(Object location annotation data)
┄┄┄┄┄┄
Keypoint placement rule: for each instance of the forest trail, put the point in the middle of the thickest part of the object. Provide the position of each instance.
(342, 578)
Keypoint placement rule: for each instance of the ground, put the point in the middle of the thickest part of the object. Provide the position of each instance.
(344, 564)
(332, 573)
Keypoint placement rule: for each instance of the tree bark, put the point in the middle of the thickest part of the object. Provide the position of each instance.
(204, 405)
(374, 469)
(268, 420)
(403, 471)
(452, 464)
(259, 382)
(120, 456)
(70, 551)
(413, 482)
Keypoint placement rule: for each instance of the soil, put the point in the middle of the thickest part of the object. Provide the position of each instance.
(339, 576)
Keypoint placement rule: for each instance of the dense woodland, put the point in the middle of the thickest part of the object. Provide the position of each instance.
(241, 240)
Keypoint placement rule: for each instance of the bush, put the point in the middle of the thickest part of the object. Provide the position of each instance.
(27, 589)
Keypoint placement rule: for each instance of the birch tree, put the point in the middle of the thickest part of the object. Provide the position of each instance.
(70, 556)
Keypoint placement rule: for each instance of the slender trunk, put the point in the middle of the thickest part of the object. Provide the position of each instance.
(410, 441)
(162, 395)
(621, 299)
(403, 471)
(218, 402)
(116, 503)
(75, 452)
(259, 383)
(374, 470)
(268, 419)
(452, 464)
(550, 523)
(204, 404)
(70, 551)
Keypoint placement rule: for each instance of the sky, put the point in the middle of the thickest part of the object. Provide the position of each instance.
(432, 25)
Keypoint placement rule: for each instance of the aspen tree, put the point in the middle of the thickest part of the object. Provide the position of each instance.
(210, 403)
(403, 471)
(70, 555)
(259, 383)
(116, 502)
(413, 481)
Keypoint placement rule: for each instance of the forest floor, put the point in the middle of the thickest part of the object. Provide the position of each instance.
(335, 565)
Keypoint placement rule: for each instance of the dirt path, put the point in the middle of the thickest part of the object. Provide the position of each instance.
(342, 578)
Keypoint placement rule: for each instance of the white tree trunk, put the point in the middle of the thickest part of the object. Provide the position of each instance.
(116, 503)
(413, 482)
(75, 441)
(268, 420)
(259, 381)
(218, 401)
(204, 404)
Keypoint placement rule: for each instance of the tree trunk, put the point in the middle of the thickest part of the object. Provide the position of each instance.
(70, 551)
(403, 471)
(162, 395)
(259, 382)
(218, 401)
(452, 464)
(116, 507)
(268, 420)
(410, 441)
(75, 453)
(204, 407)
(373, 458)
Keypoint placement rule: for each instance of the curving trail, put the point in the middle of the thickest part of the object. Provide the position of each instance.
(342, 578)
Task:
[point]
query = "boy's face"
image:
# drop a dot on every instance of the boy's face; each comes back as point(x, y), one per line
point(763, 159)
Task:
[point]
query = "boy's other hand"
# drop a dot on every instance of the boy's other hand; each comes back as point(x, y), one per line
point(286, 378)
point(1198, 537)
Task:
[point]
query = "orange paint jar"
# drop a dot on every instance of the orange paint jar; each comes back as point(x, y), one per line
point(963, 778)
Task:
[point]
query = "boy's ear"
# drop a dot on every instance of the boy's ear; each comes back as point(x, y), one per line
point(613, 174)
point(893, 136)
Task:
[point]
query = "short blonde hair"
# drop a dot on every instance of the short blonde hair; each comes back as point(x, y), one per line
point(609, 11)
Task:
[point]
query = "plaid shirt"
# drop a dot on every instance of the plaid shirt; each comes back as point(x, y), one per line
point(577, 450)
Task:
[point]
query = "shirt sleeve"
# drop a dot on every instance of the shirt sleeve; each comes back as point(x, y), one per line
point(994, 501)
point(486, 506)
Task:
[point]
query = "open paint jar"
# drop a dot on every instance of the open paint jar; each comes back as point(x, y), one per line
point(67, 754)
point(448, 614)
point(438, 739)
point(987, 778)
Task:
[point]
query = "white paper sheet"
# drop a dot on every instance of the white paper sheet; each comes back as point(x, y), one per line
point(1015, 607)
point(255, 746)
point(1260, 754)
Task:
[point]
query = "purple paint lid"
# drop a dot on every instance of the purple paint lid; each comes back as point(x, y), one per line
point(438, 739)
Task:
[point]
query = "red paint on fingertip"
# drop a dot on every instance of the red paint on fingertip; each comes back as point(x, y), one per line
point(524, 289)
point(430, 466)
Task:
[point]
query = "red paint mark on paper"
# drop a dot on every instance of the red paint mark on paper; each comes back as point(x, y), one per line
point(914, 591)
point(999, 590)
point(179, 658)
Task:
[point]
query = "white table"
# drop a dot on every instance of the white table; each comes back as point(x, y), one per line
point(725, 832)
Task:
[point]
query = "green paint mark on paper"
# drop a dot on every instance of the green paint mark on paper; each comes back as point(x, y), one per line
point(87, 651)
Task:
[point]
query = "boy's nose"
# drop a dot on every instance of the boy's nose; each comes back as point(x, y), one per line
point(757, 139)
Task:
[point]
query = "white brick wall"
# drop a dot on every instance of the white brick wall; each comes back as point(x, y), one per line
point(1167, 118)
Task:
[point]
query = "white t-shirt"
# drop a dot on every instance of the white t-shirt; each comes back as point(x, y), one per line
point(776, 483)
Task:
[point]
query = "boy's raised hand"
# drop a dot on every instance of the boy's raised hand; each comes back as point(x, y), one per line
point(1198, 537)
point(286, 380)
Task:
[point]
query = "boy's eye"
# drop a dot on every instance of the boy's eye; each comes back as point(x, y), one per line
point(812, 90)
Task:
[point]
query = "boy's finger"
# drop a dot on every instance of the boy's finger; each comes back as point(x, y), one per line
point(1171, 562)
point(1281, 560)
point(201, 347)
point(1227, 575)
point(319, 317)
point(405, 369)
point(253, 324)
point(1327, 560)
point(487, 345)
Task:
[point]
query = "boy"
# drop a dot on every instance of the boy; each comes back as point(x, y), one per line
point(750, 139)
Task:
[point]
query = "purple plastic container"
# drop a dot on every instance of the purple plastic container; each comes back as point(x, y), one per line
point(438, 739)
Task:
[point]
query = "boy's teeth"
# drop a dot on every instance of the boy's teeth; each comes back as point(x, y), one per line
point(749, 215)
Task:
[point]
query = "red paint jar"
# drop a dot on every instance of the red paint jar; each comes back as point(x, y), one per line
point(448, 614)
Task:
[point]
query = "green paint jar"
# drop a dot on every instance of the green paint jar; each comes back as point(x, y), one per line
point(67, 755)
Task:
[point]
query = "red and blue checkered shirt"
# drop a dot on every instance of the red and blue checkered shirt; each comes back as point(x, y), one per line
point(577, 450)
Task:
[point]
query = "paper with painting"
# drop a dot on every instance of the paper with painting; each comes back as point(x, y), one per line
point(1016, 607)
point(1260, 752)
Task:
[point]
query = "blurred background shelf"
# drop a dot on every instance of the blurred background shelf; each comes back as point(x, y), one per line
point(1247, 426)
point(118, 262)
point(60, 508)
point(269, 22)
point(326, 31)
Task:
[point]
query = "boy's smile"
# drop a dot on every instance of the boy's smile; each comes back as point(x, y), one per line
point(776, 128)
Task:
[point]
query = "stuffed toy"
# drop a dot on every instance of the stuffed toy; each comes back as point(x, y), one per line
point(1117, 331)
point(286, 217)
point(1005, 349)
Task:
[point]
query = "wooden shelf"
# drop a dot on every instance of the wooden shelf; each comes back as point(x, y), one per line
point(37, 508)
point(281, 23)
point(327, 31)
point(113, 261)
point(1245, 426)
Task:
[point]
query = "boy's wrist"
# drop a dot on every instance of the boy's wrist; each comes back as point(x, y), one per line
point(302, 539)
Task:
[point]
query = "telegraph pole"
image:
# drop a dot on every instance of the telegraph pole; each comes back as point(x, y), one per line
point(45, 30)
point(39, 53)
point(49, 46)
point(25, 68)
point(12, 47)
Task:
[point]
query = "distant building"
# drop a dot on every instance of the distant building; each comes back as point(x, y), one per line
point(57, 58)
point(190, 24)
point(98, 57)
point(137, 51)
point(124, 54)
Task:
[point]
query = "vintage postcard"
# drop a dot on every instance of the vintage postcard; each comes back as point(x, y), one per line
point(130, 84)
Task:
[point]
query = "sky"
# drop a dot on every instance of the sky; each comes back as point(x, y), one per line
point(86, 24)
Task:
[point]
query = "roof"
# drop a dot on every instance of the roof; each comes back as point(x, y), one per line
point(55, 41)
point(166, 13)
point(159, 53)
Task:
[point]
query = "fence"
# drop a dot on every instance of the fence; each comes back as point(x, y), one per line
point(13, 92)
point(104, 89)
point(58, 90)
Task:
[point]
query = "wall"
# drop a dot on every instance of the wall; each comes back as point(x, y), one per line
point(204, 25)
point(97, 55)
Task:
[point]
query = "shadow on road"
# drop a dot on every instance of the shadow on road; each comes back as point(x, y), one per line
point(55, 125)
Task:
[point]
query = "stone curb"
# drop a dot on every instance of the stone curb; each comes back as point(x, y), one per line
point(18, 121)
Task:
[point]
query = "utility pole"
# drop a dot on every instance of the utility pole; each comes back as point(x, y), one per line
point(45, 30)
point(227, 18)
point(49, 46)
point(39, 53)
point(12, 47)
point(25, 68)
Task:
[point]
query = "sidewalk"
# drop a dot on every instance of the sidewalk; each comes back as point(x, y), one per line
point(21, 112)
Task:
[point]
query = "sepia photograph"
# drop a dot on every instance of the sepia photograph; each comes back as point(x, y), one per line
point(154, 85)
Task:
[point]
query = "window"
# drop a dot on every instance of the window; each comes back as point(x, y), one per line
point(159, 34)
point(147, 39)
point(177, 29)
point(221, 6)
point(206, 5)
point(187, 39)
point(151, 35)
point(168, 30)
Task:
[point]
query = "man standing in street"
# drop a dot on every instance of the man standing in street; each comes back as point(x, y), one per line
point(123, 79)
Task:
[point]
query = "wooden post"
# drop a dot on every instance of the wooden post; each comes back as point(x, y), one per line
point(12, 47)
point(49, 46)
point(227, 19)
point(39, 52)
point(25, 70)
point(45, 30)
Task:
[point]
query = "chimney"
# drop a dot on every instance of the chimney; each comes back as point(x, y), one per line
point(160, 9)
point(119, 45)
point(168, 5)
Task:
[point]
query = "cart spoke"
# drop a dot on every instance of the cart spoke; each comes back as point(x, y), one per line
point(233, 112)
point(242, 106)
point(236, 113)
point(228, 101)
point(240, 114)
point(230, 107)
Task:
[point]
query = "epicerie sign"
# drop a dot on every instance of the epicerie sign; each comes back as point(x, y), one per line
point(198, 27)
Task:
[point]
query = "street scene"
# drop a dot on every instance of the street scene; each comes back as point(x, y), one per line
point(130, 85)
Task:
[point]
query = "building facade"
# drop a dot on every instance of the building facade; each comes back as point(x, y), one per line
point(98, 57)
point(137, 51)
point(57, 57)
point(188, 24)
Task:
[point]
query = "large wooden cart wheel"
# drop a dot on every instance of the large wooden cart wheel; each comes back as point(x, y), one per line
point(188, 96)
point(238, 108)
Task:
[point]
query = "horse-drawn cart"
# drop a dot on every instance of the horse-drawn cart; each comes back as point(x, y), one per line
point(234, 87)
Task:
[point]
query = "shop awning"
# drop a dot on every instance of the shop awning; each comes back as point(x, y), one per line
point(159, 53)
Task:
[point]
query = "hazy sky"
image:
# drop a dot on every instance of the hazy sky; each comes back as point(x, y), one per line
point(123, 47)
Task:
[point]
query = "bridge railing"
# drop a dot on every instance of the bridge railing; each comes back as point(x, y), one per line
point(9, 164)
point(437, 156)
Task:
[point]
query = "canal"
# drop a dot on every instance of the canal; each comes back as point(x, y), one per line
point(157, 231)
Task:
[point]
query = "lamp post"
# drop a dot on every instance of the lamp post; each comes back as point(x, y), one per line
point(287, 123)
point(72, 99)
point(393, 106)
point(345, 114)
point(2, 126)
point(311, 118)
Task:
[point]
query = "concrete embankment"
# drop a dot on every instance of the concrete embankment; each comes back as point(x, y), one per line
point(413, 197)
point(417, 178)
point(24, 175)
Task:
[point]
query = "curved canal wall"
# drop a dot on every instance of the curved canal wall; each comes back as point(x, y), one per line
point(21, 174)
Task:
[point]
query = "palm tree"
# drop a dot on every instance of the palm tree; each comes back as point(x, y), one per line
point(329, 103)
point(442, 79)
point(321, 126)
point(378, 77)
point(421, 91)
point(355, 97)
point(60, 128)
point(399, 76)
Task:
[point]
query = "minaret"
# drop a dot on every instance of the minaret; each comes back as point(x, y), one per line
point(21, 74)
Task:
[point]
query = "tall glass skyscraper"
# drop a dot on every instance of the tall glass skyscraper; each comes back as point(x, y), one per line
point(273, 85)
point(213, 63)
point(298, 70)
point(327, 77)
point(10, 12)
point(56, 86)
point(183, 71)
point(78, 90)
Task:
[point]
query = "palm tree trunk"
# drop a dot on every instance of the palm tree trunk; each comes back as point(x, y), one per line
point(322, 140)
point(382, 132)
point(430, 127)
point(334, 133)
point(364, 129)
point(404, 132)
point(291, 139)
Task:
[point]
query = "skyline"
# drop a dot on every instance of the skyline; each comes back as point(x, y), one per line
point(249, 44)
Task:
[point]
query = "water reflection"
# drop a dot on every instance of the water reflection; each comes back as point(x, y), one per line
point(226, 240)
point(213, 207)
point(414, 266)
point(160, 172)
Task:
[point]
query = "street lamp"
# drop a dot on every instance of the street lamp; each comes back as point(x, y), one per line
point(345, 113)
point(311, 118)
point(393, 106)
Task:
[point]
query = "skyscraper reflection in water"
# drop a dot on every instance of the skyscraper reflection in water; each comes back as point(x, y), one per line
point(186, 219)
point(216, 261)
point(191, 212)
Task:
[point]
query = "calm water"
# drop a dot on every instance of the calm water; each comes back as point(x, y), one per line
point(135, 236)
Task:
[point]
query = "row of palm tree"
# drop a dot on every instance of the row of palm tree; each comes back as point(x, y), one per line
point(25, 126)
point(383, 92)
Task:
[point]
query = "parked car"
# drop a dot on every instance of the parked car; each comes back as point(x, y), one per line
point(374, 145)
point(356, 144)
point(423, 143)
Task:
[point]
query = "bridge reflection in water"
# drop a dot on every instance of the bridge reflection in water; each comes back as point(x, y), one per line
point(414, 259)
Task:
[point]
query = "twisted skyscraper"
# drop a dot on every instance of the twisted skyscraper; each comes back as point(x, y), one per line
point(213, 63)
┄┄┄┄┄┄
#### Stated task
Report every line of the records that holds the word "sheet", copying each such line in full.

#### Solution to this exercise
query = "white paper sheet"
# drop a dot on every instance of the white paper sheet; each comes back as point(x, y), one per line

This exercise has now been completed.